* [Given task]:
How many lines of the material below contain the word "blue"? Reply with the number alone.

Dataset entries
┌──

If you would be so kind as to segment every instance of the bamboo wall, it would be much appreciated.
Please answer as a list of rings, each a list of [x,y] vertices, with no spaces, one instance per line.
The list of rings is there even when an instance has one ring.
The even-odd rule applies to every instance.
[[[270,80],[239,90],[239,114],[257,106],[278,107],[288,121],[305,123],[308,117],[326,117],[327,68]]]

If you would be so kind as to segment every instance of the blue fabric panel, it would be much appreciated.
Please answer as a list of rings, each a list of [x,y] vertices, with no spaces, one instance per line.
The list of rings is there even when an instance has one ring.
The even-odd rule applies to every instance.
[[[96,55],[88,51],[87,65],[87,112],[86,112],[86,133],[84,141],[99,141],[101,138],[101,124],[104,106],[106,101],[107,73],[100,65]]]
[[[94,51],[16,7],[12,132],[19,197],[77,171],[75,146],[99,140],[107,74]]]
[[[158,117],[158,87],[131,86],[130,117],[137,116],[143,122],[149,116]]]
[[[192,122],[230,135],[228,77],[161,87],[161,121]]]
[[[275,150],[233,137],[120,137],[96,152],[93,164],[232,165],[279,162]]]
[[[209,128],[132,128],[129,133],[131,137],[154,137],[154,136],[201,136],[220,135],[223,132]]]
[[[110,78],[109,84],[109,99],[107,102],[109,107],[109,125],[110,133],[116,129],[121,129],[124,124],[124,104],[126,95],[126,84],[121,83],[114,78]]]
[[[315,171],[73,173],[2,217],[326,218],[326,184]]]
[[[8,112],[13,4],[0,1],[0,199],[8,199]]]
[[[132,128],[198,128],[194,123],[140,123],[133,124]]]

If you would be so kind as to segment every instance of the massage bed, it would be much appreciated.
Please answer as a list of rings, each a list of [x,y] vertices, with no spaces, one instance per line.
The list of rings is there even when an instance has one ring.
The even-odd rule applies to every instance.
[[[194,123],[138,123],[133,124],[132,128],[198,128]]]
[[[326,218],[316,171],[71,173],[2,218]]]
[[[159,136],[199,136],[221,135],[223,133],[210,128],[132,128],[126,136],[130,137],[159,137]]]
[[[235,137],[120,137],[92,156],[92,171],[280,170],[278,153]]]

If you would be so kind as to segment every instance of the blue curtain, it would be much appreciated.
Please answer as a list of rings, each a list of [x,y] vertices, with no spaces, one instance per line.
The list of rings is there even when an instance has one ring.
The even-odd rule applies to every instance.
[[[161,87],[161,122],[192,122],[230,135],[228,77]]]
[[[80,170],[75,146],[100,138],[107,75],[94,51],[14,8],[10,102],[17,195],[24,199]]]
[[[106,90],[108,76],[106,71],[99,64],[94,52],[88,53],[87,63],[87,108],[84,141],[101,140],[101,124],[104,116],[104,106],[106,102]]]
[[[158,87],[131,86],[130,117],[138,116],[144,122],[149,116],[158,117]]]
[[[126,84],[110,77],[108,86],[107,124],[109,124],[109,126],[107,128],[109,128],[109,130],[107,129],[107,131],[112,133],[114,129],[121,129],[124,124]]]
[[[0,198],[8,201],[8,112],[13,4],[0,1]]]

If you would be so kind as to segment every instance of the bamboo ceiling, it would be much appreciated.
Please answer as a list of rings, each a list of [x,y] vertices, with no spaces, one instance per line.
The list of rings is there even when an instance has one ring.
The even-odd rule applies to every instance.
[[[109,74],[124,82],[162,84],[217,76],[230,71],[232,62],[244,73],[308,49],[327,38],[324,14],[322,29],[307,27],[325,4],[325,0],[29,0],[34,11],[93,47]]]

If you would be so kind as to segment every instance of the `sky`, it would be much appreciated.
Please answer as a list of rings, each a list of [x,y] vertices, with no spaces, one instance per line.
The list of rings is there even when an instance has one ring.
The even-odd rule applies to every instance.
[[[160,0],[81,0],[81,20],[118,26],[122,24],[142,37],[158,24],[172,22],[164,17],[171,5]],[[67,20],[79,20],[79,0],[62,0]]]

└──

* [Solution to this exercise]:
2